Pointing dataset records
----

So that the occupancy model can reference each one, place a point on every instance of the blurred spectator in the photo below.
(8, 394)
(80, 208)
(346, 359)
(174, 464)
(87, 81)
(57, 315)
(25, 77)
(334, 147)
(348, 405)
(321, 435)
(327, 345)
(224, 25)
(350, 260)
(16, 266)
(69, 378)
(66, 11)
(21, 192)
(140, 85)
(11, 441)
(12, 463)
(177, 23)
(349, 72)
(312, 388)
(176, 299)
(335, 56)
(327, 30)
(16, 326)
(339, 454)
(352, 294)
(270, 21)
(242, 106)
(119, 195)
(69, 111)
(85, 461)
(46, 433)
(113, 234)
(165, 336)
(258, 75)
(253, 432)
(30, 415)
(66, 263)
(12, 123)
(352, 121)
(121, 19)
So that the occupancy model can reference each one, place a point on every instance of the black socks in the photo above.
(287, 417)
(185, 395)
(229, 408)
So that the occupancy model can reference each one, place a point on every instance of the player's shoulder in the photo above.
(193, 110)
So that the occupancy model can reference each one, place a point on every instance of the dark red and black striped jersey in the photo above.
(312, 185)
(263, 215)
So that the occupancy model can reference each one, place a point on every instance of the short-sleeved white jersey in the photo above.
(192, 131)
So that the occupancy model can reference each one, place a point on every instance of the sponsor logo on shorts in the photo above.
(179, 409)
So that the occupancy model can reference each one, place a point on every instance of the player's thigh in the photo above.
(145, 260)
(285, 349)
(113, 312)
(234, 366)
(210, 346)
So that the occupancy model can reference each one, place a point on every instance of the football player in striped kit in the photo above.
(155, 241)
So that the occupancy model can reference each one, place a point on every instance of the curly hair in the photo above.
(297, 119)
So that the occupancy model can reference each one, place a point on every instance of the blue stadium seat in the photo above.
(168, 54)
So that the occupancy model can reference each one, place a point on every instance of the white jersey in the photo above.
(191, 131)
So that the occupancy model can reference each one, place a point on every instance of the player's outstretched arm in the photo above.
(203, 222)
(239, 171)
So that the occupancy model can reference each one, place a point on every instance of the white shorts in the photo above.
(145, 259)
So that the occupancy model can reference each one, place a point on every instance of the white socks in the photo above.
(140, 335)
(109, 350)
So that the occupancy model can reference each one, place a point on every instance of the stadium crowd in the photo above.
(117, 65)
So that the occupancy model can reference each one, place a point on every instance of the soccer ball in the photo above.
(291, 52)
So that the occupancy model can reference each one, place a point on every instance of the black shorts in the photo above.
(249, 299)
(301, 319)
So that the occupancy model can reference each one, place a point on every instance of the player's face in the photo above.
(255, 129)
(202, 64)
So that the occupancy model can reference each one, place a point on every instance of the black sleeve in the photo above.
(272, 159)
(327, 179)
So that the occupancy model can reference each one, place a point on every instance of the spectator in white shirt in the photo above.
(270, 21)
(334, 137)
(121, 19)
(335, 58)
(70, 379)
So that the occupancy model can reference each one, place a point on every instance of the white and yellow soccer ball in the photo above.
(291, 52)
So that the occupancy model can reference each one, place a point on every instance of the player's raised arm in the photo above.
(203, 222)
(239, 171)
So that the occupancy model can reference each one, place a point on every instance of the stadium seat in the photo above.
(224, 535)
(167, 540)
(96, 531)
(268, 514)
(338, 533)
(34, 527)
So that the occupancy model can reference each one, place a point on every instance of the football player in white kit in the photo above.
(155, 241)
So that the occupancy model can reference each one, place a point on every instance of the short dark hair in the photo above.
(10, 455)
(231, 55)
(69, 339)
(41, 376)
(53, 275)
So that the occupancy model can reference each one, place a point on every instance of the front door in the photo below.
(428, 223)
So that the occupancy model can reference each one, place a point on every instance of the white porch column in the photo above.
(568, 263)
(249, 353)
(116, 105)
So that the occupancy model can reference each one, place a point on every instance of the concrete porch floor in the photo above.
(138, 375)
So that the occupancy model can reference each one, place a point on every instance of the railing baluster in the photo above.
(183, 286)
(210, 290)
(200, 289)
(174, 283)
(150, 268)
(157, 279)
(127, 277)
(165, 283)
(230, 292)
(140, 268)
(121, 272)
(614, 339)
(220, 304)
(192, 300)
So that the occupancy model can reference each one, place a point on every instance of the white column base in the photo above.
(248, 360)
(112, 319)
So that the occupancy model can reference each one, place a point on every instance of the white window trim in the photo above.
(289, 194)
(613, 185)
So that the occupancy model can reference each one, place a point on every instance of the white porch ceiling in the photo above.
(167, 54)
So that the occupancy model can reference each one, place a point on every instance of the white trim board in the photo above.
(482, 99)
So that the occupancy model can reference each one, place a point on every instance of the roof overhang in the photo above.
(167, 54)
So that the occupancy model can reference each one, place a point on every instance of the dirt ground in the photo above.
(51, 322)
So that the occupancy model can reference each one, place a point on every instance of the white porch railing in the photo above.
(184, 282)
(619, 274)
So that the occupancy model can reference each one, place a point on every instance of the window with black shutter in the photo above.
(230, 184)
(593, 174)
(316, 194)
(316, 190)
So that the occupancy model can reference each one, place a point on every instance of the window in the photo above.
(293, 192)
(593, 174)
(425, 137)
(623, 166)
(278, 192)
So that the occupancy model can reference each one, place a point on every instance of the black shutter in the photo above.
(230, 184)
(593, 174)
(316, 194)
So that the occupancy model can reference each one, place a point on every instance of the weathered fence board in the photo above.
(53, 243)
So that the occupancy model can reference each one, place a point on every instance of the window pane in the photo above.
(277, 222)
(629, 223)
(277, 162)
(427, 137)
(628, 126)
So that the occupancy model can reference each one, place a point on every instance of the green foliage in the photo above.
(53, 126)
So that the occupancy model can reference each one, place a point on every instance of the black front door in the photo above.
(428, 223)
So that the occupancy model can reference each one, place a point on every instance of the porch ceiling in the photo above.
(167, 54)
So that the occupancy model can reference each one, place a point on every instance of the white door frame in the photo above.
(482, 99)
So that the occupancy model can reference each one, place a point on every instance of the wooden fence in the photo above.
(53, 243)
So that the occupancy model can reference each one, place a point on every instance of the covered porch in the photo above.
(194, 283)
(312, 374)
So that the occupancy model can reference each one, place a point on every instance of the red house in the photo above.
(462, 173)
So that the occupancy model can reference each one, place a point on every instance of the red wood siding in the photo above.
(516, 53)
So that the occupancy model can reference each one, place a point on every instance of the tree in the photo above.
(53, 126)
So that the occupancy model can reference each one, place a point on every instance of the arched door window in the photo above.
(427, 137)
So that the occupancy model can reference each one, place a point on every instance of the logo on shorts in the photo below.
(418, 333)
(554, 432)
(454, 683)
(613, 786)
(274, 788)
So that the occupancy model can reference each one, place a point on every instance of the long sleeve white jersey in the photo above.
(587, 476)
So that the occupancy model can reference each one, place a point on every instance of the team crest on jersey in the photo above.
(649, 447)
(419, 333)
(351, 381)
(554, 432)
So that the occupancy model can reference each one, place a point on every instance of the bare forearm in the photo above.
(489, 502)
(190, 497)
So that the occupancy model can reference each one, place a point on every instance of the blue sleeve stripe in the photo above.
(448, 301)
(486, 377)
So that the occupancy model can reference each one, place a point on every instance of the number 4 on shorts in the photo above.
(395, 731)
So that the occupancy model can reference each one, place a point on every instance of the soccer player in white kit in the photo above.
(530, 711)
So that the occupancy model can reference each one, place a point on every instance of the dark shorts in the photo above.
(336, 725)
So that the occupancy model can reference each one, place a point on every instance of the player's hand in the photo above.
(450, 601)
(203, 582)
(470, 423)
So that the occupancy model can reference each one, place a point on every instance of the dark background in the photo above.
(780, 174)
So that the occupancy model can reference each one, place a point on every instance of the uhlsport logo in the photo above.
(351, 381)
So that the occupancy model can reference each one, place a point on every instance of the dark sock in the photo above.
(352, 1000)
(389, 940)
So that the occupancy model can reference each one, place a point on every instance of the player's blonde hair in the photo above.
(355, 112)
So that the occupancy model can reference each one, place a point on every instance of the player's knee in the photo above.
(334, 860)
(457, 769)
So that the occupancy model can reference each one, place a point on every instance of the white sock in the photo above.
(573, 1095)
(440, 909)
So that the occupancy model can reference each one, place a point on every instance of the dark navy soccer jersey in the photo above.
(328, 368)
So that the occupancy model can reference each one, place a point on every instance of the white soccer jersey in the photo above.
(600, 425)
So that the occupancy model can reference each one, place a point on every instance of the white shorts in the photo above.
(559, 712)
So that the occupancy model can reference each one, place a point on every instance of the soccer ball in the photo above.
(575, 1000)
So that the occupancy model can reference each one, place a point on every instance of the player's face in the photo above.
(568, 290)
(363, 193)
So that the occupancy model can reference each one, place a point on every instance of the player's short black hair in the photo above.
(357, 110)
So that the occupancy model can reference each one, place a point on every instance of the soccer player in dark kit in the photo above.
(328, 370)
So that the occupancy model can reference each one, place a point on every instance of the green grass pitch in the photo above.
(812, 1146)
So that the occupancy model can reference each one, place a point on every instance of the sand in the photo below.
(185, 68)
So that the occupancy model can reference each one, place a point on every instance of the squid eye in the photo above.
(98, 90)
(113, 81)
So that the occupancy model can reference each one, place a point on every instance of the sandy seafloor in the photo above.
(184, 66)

----

[GIVEN INSTRUCTION] Quote, word for word, every line starting at the one that contains "dark kit in the photo above." and ending with the final line of the entries.

[TASK ANSWER]
So that the occupancy model can reference each one, place a point on every instance of the soccer player in dark kit in the photo above.
(328, 370)
So that the occupancy model can reference each one, place a point on every instance of the green grass pitch in the photo above.
(812, 1146)
So that the occupancy model can reference each one, place a point on every instance of the sand in the photo below.
(185, 68)
So that the occupancy model can reference each one, place a point on every instance of the squid eye in the photo above.
(98, 90)
(113, 81)
So that the occupancy model can reference each one, place a point on every instance of the sandy seafloor in the photo above.
(184, 66)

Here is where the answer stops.